ARTICLE
begin

Standard test data for x-ray photoelectron spectroscopy (XPS-STD) have been developed for determining bias and random error in peak parameters derived from curve fitting in XPS. The XPS-STD are simulated C 1s spectra from spline polynomial models of measured C 1s polymer spectra. Some have a single peak, but most are doublet spectra. The doublets were created from a factorial design with three factors: peak separation, relative intensity of the component peaks, and fractional Poisson noise. These doublet spectra simulated XPS measurements made on different two-component polymer specimens. This, the second of a three-part study, focuses on bias and random errors in determining peak intensities. We report the errors in results from 20 analysts who used a variety of programs and curve-fitting approaches. Peak intensities were analyzed as a ratio of the intensity of the larger peak in a doublet to the total intensity, or as a ratio of intensities for singlet peaks in separate but related spectra. For spectra that were correctly identified as doublets, bias and random errors in peak intensities depended on the amount of separation between the component peaks and on their relative intensities. Median biases for doublets calculated on a relative, unitless scale from -1 to 1 ranged from -0.33 to 0.17, whereas random errors for doublets calculated on the same scale ranged from 0.016 to 0.18. In most cases the magnitude of the median bias exceeded the median random error. On this scale, errors of -0.33 and 0.18 corresponded to errors of factors of 4 and 2, respectively, in determinations of the relative intensities as a ratio of the larger peak in a doublet to the smaller peak. Analysts may evaluate uncertainties in their own analyses of the XPS-STD by visiting the web site http://www.acg.nist.gov/std/.

end

DATA BLOCK

begin

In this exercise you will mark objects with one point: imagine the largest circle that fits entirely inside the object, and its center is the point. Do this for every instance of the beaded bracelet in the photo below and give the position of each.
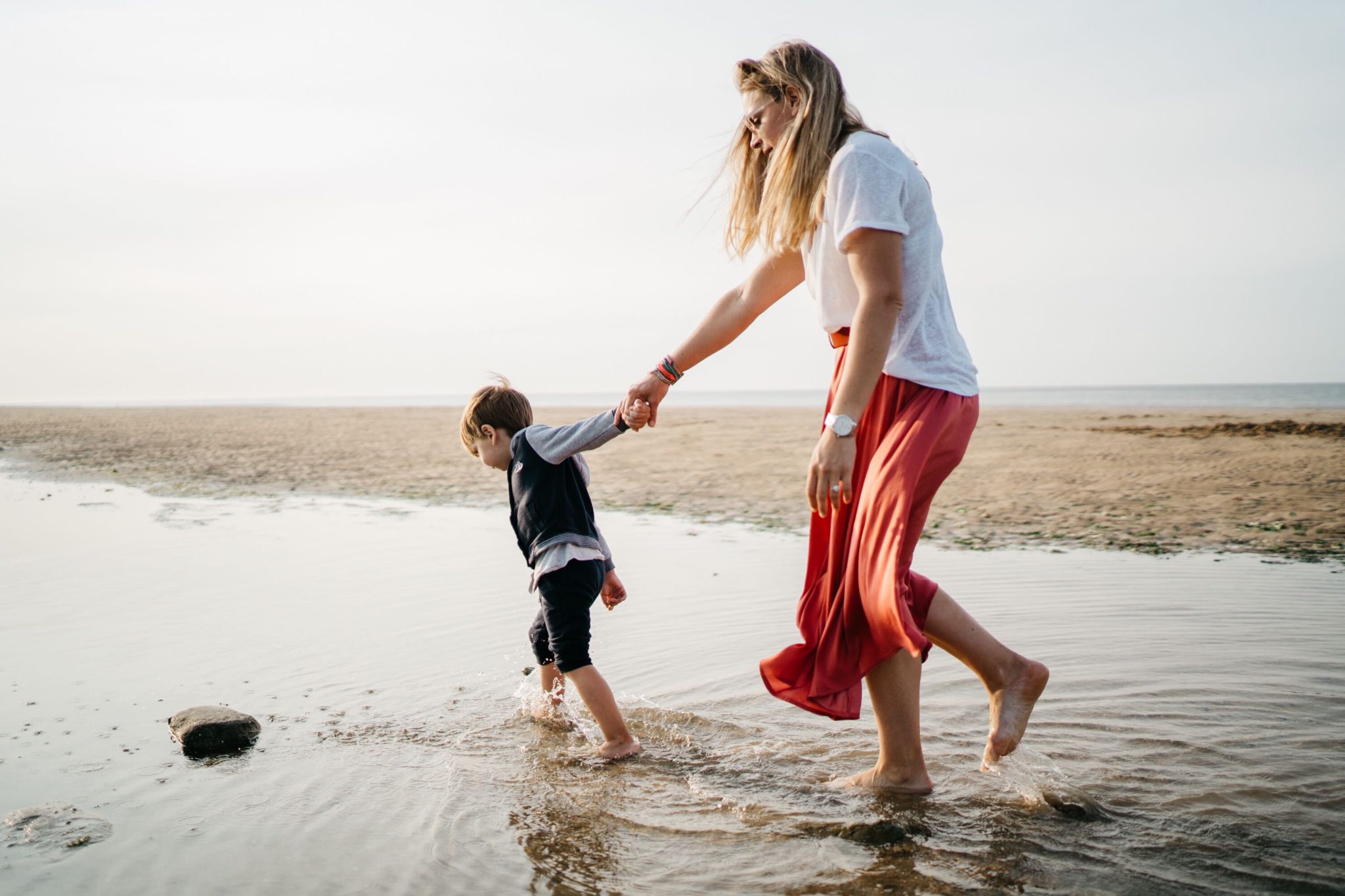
(667, 371)
(669, 368)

end

DIRECTIVE
List the three factors of the factorial design used to create the doublet spectra in the abstract on XPS standard test data.

ANSWER TO THIS TASK
peak separation, relative intensity of the component peaks, fractional Poisson noise